Task instructions -
Only those lines running from the line that contains "Return the pixel" through the end of the material are to be written out, each exactly as shown.

++++ Entries

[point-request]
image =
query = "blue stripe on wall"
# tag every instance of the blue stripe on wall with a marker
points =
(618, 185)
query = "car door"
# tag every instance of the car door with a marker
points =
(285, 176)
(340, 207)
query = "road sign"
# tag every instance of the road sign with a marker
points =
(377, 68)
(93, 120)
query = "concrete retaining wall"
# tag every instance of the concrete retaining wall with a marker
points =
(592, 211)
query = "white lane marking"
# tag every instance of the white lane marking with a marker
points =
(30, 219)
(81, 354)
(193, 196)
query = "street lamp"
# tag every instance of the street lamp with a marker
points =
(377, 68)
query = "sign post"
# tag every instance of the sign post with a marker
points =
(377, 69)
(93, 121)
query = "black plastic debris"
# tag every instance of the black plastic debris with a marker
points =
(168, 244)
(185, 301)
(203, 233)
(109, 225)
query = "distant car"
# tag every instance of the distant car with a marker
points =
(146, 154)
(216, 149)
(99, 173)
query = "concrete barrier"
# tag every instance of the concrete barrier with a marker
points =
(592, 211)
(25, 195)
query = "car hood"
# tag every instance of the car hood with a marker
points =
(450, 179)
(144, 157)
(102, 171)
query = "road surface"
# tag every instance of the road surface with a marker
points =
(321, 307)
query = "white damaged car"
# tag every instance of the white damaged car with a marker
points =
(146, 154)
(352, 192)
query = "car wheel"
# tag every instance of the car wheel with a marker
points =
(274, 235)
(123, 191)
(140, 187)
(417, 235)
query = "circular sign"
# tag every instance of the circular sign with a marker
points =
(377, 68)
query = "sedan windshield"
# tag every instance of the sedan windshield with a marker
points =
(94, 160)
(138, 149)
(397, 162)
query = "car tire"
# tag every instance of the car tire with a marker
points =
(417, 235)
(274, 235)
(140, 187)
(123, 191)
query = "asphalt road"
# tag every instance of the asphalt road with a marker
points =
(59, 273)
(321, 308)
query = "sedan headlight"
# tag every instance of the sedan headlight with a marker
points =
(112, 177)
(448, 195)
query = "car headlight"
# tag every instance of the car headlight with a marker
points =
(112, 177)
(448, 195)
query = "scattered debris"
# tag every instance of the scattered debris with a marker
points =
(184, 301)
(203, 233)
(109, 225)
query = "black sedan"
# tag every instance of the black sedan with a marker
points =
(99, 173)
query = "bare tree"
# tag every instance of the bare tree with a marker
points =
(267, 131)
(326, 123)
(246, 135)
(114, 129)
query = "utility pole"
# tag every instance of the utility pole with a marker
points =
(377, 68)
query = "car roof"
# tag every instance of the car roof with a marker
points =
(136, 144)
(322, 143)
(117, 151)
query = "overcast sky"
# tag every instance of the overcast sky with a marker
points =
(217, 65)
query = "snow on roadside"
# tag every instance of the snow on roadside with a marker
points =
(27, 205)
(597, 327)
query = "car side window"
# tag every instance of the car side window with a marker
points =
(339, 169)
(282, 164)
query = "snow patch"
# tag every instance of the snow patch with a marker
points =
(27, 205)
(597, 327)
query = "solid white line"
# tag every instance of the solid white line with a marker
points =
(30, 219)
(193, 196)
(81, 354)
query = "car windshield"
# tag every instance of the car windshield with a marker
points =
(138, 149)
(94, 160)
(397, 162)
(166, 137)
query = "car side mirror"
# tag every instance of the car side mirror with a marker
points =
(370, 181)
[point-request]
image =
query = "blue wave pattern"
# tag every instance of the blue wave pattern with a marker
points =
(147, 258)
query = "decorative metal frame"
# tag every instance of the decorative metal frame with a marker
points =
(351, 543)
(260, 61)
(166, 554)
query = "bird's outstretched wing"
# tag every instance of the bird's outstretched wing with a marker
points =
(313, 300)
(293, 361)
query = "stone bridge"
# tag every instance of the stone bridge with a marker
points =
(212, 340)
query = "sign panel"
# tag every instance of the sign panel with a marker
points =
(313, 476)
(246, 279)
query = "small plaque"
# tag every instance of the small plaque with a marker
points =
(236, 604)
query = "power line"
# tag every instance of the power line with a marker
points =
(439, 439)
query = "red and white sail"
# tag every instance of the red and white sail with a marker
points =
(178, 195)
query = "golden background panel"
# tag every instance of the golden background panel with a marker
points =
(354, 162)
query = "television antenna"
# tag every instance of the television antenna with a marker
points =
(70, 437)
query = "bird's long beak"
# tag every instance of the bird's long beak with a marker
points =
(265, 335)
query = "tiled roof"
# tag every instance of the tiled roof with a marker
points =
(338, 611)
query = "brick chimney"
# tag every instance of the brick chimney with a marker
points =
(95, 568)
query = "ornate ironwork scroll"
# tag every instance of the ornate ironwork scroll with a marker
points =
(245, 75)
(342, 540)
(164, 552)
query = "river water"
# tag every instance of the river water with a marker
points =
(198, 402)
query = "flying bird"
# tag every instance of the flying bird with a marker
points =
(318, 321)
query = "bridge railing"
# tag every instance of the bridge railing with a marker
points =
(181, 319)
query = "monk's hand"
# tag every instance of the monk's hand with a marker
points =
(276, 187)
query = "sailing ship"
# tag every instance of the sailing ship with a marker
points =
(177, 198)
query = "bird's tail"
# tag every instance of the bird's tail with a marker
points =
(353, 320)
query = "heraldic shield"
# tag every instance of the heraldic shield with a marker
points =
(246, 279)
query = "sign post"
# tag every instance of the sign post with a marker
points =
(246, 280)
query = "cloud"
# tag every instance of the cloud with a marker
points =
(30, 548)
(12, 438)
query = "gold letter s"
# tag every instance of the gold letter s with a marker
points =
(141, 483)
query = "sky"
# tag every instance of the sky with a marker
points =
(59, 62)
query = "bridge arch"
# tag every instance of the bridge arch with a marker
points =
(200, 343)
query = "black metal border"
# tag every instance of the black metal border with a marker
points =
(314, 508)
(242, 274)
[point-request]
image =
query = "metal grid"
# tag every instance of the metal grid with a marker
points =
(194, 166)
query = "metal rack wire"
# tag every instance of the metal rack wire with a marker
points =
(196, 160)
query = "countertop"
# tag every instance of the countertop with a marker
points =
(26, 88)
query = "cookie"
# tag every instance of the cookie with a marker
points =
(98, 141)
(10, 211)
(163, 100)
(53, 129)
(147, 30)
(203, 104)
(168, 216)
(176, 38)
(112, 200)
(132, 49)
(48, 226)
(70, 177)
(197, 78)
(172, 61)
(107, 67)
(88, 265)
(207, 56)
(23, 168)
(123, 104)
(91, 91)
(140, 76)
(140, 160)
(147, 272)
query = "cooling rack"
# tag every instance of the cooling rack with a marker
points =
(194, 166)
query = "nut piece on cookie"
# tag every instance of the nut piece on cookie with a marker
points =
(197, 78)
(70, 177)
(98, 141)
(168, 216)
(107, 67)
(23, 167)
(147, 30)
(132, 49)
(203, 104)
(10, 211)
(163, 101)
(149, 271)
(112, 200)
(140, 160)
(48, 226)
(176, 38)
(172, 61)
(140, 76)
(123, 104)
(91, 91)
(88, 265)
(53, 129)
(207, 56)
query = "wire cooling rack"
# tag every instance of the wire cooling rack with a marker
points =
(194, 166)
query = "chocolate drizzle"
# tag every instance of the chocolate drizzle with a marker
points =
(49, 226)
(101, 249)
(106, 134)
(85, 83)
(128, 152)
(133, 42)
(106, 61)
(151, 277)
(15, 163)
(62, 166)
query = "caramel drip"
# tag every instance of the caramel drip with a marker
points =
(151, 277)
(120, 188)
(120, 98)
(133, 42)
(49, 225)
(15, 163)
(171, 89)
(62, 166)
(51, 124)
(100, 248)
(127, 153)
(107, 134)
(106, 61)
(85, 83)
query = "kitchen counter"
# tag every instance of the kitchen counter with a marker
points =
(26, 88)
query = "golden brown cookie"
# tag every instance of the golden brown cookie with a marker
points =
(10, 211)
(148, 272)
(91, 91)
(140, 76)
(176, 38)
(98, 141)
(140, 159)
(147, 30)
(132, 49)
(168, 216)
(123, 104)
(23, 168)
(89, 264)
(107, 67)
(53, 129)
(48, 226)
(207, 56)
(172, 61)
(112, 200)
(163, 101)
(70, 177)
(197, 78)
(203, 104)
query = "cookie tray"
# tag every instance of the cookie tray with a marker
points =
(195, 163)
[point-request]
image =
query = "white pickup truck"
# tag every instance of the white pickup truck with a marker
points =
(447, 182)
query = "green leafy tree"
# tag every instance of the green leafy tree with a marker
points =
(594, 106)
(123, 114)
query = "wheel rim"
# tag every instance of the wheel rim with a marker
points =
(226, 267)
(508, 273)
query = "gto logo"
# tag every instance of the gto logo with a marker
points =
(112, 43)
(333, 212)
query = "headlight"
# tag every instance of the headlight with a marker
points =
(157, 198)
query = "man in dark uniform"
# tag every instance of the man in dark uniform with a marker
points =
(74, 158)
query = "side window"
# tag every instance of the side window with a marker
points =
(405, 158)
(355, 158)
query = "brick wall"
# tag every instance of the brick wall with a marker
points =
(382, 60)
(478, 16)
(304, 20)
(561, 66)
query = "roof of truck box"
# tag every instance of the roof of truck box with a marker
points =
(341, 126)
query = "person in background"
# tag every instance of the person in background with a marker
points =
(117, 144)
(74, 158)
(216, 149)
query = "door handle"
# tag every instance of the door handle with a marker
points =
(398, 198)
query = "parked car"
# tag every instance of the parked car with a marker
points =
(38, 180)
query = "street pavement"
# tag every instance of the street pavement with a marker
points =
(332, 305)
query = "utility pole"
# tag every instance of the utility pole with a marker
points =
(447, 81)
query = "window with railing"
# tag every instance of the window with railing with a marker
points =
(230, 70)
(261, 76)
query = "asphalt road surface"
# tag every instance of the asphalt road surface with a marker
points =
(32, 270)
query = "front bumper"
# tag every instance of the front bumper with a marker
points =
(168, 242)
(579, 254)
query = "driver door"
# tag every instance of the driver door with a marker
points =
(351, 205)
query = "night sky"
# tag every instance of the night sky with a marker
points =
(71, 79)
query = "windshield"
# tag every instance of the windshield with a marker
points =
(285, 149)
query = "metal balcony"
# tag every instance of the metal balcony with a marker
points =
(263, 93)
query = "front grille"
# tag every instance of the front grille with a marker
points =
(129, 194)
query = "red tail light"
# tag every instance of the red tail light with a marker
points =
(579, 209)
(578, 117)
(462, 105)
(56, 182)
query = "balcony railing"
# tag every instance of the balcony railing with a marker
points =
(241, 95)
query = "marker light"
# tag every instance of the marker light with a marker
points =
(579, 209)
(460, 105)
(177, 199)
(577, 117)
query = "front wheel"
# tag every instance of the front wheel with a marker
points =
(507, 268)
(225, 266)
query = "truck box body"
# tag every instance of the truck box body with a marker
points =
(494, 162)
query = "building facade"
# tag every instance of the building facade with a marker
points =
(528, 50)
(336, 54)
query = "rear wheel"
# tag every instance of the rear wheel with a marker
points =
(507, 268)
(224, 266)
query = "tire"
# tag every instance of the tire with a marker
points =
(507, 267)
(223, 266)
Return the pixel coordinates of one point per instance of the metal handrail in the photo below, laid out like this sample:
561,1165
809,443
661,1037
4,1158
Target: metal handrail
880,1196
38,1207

++++++++

Problem solution -
Return the pixel coordinates of one point per instance of the metal handrail in the photo below, laid out like this sample:
561,1165
809,443
661,1037
4,1158
Target: metal handrail
880,1196
38,1207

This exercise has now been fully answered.